Supplied passage
Monday, December 28, 2009
The miracle of presence
Have you ever had that moment when you know you've been an arrogant, selfish twit? I just had that moment. God forgive me. I have gotten so much better with motherhood, but I still have what seems like too many of those selfish moments (like anyone I suppose) when I just do not want to hear that mother's hale "MMMmmooooommmm!" I just want to sit cozied up and warm in my blanket surfing the net, not attending to other people's needs! Then when I "man up" so to speak, I find out the effect my presence can have and how in the end it is for my benefit as well as for others that I attend their needs.
My poor little girl has been coughing up a lung and here I sat annoyed that she's sick and that God won't zap her healed like I asked Him to. Yet when I get up and go to sooth her and spend just a bit of time sitting with her, stroking her hair and reassuring her that she'll be alright, she falls asleep within minutes and stops coughing. It's amazing! Then I realize how much of a arrogant, selfish twit I can be. She just needed a peaceful presence, a soothing presence to help her get to sleep.

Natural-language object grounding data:
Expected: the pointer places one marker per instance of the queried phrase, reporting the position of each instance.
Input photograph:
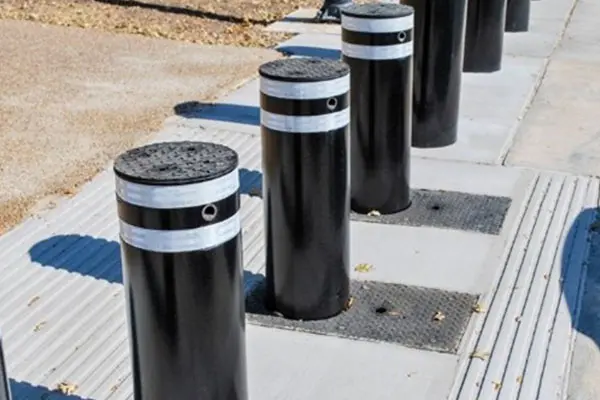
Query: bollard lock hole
(332, 103)
(209, 212)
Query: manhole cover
(417, 317)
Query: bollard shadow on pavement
(27, 391)
(92, 257)
(310, 51)
(583, 301)
(222, 112)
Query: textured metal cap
(304, 69)
(378, 10)
(176, 163)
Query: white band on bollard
(377, 25)
(305, 123)
(180, 196)
(305, 90)
(390, 52)
(180, 241)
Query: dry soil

List of tasks
- a) In the blog post about the miracle of presence, change "blanket" to "quilt" and write out the part starting with "Monday, December 28, 2009" and going on through "attend their needs.".
- b) In the blog post about the miracle of presence, what happens within minutes after the writer sits with the coughing girl and strokes her hair?

Solutions in order
- a)
Monday, December 28, 2009
The miracle of presence
Have you ever had that moment when you know you've been an arrogant, selfish twit? I just had that moment. God forgive me. I have gotten so much better with motherhood, but I still have what seems like too many of those selfish moments (like anyone I suppose) when I just do not want to hear that mother's hale "MMMmmooooommmm!" I just want to sit cozied up and warm in my quilt surfing the net, not attending to other people's needs! Then when I "man up" so to speak, I find out the effect my presence can have and how in the end it is for my benefit as well as for others that I attend their needs.

- b) She falls asleep and stops coughing.